TEXTO DE LEITURA ▸
----------------------------------------

Debates
Uma geração de deprimidos
Da Redação | 03 de agosto de 2022 - 00:15
Por Elaine Ribeiro
A depressão é um tema de preocupação mundial, uma vez que
tem sido considerada a doença que mais gera afastamento do trabalho, e tem
alcançado, mais intensamente, uma faixa etária da população que nos chama a
atenção: nascidos entre 1981 a 2010. São pessoas que hoje têm entre 12 e 41
anos, fase que engloba adolescentes, jovens e adultos em suas fases mais
produtivas, tanto em período escolar, quanto profissional, de expressivo
desenvolvimento humano.
As queixas apresentadas por eles trazem situações como:
"a vida não tem sentido; não tenho mais vontade de fazer nada; nada me
agrada; as roupas não ficam bem em mim; preciso fazer muitas coisas, ou ainda,
ter muitos estímulos para ter vontade de algo." Mas, elas não param por
aí: há um questionamento constante sobre a felicidade e o que fazer para
alcançá-la, e uma dificuldade para compreender o sentido do sacrifício, das
recusas e entregas pelo outro.
Sim, essa é, infelizmente, a realidade que se apresenta
neste momento, uma vez que a busca por acompanhamento psicológico e
psiquiátrico tem aumentado na mesma proporção das crises de ansiedade,
depressão e índices preocupantes de suicídio.
Muitos jovens procuram a psicoterapia, pois estão cientes do
que se passa com eles: estou deprimido, tive crises, surtei, pirei, não aguento
mais, a vida é pesada demais, para quê estou estudando. Muitos questionam o
para quê esforçar-se nos estudos, por exemplo. Há um desejo de sucesso
financeiro rápido, imediato, com baixo esforço ou estudo. Aquilo que para
outras gerações era a consequência natural do crescimento e amadurecimento, ou
seja, assumir responsabilidades, fazer algo pelo outro, ter pequenos
sacrifícios, sofrer em certo grau para obter algo, parece ser intolerável para
essa geração. Tanto que ela tem sido nomeada como uma "geração
infeliz".

----------------------------------------

EXERCÍCIO 1 ▸
Responda a estas perguntas com base no texto sobre a depressão:
(a) Entre que anos nasceram as pessoas da faixa etária mais intensamente alcançada pela depressão?
(b) A busca por acompanhamento psicológico e psiquiátrico tem aumentado na mesma proporção de quê?
(c) Como essa geração tem sido nomeada?
EXERCÍCIO 2 ▸
Como seguiria o texto sobre a depressão? Escreva a continuação a partir da última frase apresentada.
Os dados a seguir têm origem em outra fonte.

DADOS FORNECIDOS ▸

----------------------------------------

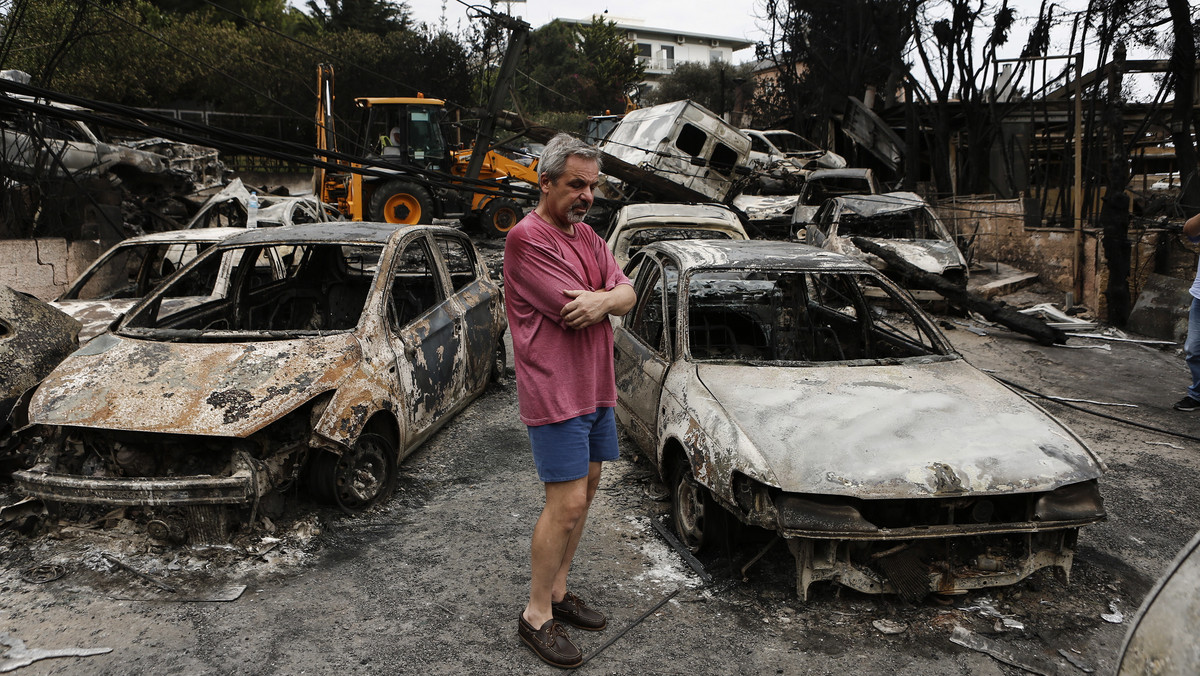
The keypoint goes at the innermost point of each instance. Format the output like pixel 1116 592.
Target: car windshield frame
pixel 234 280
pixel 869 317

----------------------------------------

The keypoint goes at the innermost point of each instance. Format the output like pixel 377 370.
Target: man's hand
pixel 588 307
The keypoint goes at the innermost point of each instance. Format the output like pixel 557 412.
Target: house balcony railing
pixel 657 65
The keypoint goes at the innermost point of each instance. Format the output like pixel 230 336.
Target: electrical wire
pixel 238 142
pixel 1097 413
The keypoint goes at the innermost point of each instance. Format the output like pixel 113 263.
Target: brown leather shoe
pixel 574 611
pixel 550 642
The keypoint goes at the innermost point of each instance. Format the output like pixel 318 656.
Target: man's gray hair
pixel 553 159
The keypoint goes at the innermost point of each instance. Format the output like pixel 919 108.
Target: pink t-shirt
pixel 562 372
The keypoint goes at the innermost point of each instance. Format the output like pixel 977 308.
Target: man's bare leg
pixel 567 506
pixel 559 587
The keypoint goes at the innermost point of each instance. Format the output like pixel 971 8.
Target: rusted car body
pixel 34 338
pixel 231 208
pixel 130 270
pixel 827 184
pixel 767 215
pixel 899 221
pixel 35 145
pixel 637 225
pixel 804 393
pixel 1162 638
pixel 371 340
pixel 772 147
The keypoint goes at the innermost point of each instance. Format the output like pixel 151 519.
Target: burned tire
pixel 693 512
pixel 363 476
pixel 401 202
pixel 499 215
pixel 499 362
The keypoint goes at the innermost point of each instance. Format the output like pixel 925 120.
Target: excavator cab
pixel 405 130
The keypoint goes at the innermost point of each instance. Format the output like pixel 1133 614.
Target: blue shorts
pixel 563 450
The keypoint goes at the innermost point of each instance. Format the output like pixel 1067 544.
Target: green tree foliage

----------------------------------------

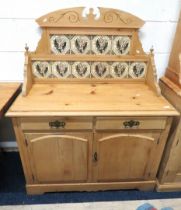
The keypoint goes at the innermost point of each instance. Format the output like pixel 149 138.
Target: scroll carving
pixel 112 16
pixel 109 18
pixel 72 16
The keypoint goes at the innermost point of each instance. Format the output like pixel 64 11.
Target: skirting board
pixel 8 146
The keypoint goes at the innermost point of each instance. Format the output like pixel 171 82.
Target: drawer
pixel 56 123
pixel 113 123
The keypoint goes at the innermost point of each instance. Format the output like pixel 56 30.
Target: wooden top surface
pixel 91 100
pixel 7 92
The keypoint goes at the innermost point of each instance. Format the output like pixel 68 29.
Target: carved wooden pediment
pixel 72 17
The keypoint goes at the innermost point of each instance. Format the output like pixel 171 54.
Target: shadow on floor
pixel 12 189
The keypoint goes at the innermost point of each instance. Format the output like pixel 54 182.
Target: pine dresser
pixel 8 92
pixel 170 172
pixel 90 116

----------------------------------------

RESPOSTA DO EXERCÍCIO 1 ▸
(a) Entre 1981 e 2010.
(b) Das crises de ansiedade, da depressão e dos índices preocupantes de suicídio.
(c) Como uma "geração infeliz".

RESPOSTA DO EXERCÍCIO 2 ▸
Claro que não temos uma totalidade assim, mas são esses
números expressivos que nos preocupam. Alguns aspectos podem intensificar esse
quadro, dentre eles a pandemia da Covid-19, que deixou muitos jovens e adultos
em casa, reclusos, fixados às redes sociais e, com isto, deixando de usar o que
chamamos de habilidades sociais e emocionais, que passam pelo relacionar-se com
o outro, pensar as consequências dos seus atos, agradecer, colocar-se no lugar
do outro.
Há um isolamento que parece, por muitas vezes, ignorar a
existência do outro no mundo, o que leva-os a ter maior dificuldade de perceber
que a vida é feita para o outro, na relação com o outro, e não de uma forma
autocentrada e egoísta, que gera as principais crises existenciais.
Os perfis de rede social têm sido potencializadores de uma
falta de senso crítico e uma visão extremamente limitada do mundo. E o que se
vê é uma busca constante por influenciadores como fonte de relacionamento,
formação de opinião e discernimento, o que está longe de ser uma forma segura e
eficaz de estruturação do conhecimento.
A tristeza por si só é uma emoção normal ao ser humano, seja
por uma perda, uma dificuldade, adoecimento, transição de vida. Mas, quando se
estende por meses, altera a disposição, a vontade, o interesse pelas coisas, a
concentração e a qualidade de vida de forma geral, pensamos sim, num quadro
depressivo. E parte dos diagnósticos se dá porque a informação sobre doenças
emocionais está mais divulgada.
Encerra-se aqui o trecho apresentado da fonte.